((

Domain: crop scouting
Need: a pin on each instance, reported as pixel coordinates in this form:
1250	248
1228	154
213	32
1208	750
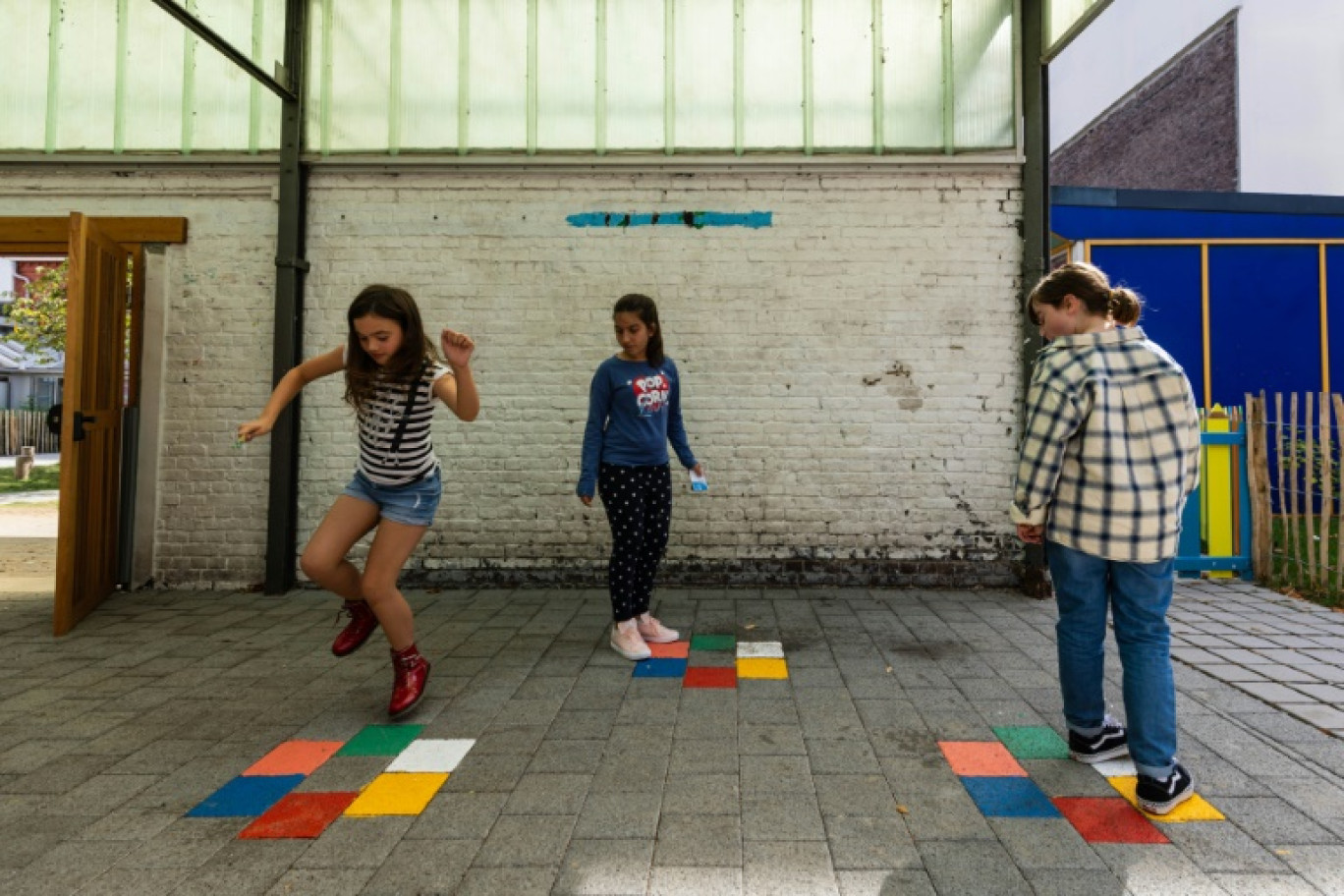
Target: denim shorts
412	504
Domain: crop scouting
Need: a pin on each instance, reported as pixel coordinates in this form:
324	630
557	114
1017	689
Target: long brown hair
364	375
644	308
1089	285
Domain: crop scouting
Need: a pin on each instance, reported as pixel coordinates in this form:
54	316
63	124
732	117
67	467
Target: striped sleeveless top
379	420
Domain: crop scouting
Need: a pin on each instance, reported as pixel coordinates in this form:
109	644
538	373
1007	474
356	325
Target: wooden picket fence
1297	490
19	428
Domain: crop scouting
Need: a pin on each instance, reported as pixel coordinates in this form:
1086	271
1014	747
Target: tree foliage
39	317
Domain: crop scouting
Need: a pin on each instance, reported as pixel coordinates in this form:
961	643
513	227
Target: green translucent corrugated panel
523	76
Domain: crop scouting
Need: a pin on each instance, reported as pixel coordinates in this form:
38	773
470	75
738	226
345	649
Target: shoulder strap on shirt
412	391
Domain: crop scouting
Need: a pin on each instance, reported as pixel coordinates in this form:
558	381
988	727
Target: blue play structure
1238	286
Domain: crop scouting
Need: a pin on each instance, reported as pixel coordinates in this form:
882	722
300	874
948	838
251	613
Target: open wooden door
90	431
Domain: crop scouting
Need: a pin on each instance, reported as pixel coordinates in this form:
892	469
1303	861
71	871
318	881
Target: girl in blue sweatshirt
635	409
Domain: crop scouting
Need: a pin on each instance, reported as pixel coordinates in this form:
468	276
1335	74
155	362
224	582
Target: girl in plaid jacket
1109	456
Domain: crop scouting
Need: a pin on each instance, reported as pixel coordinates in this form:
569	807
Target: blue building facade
1245	289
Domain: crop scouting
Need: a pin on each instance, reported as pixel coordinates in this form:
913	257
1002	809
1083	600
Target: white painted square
431	756
759	650
1122	767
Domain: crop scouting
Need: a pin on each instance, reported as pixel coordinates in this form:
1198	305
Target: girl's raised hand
457	347
251	430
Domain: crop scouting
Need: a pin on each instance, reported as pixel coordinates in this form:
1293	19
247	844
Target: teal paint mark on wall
698	219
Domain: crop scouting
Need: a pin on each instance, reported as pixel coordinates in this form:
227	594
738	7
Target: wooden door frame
51	235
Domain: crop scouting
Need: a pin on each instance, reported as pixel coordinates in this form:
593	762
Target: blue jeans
1139	595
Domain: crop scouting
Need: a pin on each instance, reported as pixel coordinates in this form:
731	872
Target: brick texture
851	373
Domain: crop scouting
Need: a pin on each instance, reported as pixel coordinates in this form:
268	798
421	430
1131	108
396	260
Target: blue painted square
245	797
657	668
1010	798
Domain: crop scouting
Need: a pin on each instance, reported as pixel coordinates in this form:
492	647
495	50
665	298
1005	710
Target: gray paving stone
631	774
1067	881
1322	867
526	840
884	883
427	867
1044	844
859	842
321	881
618	815
972	868
144	881
1271	821
701	796
944	814
605	868
842	756
704	756
782	817
574	756
497	772
1317	715
703	881
770	741
1149	869
459	815
1263	884
244	868
765	775
865	796
700	840
548	794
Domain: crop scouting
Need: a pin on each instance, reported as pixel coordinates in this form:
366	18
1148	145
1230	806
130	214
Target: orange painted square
981	759
1107	819
709	677
299	815
675	650
295	757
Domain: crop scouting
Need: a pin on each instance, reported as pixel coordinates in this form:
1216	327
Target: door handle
79	423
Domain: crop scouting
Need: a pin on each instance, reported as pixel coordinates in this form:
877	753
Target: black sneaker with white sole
1158	796
1107	743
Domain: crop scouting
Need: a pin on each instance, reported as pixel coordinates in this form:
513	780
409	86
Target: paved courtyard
800	742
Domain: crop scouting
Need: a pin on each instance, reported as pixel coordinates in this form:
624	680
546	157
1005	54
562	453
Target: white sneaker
654	632
627	641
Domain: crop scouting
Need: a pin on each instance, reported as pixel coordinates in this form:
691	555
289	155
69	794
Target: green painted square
714	643
380	741
1033	742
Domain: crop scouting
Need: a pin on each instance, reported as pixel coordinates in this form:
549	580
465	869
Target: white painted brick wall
851	373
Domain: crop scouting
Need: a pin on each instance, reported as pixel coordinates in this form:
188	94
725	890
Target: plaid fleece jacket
1110	449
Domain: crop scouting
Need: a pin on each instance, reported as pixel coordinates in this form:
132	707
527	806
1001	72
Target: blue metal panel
1168	280
1263	320
1091	222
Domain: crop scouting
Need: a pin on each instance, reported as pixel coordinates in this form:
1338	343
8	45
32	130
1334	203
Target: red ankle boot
362	624
409	687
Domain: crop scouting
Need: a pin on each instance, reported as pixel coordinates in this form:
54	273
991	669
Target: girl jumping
391	379
635	409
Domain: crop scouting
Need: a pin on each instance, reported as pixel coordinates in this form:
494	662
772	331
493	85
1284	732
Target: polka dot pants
639	507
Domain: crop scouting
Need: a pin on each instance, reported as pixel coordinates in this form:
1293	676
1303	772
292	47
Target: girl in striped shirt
393	379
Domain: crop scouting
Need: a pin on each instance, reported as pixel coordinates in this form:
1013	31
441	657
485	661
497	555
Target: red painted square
295	757
1107	819
299	815
981	759
709	677
675	650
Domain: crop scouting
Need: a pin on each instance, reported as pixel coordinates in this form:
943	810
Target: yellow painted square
762	668
397	794
1194	809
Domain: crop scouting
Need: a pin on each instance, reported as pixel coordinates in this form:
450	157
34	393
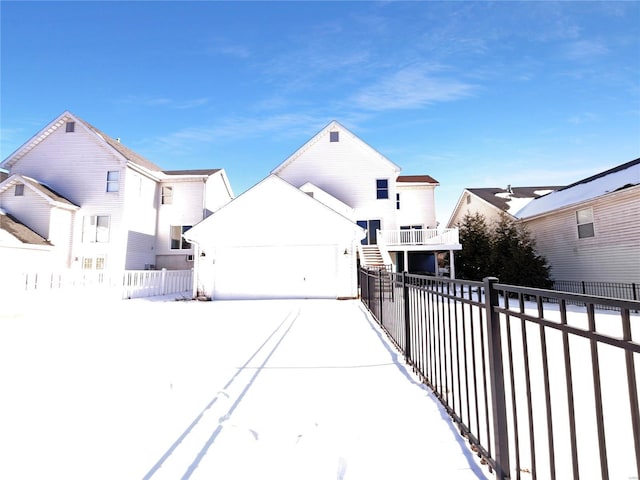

))

**Requirement**
Please copy the data shown above word for word, omitting the pictures.

**Response area**
Domain: crop scouting
Need: a pin on each instance, reported as pixel coordinates in this form:
1250	248
1228	154
213	32
1208	750
Target: denim shorts
412	504
Domain: crop scouting
Need: a pin on each instance, reported as pixel coordinates in this form:
324	630
557	114
1017	689
Target: long brown hair
364	375
644	308
1089	285
Domain: crop scouting
Need: a pin on each instance, reported as pixel coordinates in this form:
54	316
63	124
732	117
67	467
Target: striped sleeveless top
379	420
Domain: crop scouting
Need: a pin on each instance, reported as pixel coordinates in this form:
109	644
538	373
1007	474
356	325
Target: wooden picket fence
1297	490
19	428
Domain: crop scouting
Need: a pin on each instance, reported as pixel coordinates in this form:
1086	271
1014	747
Target: tree foliage
39	317
Domain: crop scouting
Need: a pin on each instance, reported as pixel coordinates in this form:
961	643
513	227
Target: green translucent corrugated panel
523	76
Domain: crop scouting
Need: a pin on each instance, reported as pixel coordinates in this form:
38	773
470	75
738	226
345	649
Target: shoulder strap on shirt
412	391
Domain: crop scouting
Need: a pin on each instance, reported as pixel coordinates in this form:
558	381
988	727
Target: blue play structure
1238	286
Domain: crop scouting
Need: a pin on each instance, reported as pixel coordinates in this form:
882	722
300	874
948	838
251	613
Target: open wooden door
90	431
Domain: crop scouting
Need: a pin on each instance, reported as pixel coordinates in this form:
892	469
1303	861
71	871
318	881
Target: girl in blue sweatshirt
635	409
Domain: crop scouting
Need: a pin on each instance, reported as pixel coordinates in this form:
468	276
1335	74
155	362
224	582
Target: girl in plaid jacket
1109	456
Domain: crop scouting
Need: a pin on each instance, reported as pixel coordinates in this form:
569	807
Target: blue building facade
1245	289
Domain: crop scouting
Need: a pin on each instance, reported as pixel coordinates in this form:
913	257
1002	809
1083	600
Target: white painted square
431	756
759	650
1122	767
Domain: crop scouting
Need: a pin on each instance, reported as pixel coordinates in this form:
1198	305
Target: girl's raised hand
457	347
251	430
Domain: crop scouting
Need: a pin on each instance, reported as pixel coordinates in this form:
1293	19
247	844
Target: teal paint mark on wall
698	219
Domain: crop scouting
Need: a pin on each instance, reported as pixel coordinates in this form:
227	594
738	7
Target: wooden door frame
51	235
Domain: crop scouting
Need: a pin on each instance, reported as pixel coordinates in this form:
593	762
Target: blue jeans
1139	595
Domain: crop scouting
Need: a pin on each instance, reported as pixel coordinates in this form:
731	872
Target: brick texture
851	373
Domain: crop scouting
Need: a pin on each instance, reported as pixel coordinates in this form:
268	798
421	430
1131	108
396	260
Target: blue painted square
245	797
657	668
1010	798
Domain: crop scouting
Need: a pin on each instance, reported as pixel coordinates in this form:
492	647
495	50
665	298
1005	710
Target: gray paving stone
631	774
1067	881
1322	867
526	840
884	883
427	867
1044	844
859	842
321	881
618	815
972	868
144	881
1271	821
701	796
944	814
605	868
842	756
704	756
782	817
574	756
497	772
1317	715
703	881
770	741
1149	869
459	815
1263	884
244	868
765	775
865	796
700	840
548	794
Domain: crop scouting
Need: a pin on each instance, reported as pixel coordinates in this form:
366	18
1148	145
1230	806
130	214
Target: orange painted square
981	759
1107	819
709	677
299	815
675	650
295	757
Domain: crop scouting
Need: a pin on each instance, reported as pixel coordinates in this form:
1216	327
Target: door handle
79	423
Domain: crop scouting
Need: a pin on each instance, reported as pixel coordinates in this form:
877	753
Target: black sneaker with white sole
1158	796
1107	743
Domain: crop scouting
Need: a pin on each instance, reported as pixel coordinates in this form:
513	780
409	86
Target: paved courtyard
800	742
Domain: crop scouting
Need: a pin on each instance, reported as pixel coordinates in this form:
624	680
546	157
1005	54
562	453
Target: white sneaker
654	632
627	641
Domain: crop scouting
Need: a pin on each instance, reported as pixel coordinates in this form:
691	555
289	155
69	794
Target: green painted square
714	643
380	741
1033	742
Domain: crop scouting
Need: a pin on each instance, reported as pixel coordinates in this form:
549	580
465	869
Target: white painted brick wall
851	373
Domain: crop scouting
Need: a pin on each instance, reported as pixel coordinates in this form:
188	94
725	890
Target: plaid fleece jacket
1110	449
Domain: crop scouting
Need: a pin on each instance, reported as pixel coordinates in this form:
132	707
527	806
1001	72
Target: blue metal panel
1168	280
1263	320
1091	222
Domain: crop scouting
Need: a pin on each instance, reported as pixel coordinates in this form:
1338	343
8	45
32	130
1334	203
Target: red ankle boot
362	624
409	687
Domain: crop scouting
Need: a pin on each instance, reported as pixel coordinates in this form:
54	273
991	669
Target: girl jumping
391	379
635	409
Domain: crop scouting
Need: a pin on each instance, reported as pixel coordinates in this form:
494	662
772	331
493	85
1284	732
Target: polka dot pants
639	507
Domain: crop scouting
Need: a pin on each instance, reported as pixel coordinates in this form:
1293	676
1303	772
292	47
Target: girl in striped shirt
393	379
Domain: crop scouting
Need: a pin on each instance, reported as pixel coordinates in this form:
1013	31
441	657
485	661
497	555
Target: red painted square
295	757
1107	819
299	815
981	759
709	677
675	650
Domain: crop scouting
Need: a pin on each instance, reported as pixel coordinates in this form:
943	810
Target: yellow painted square
762	668
397	794
1194	809
Domain: crop scouting
Need: a pin on each instance, reported as pixel coordinates in this form:
450	157
34	393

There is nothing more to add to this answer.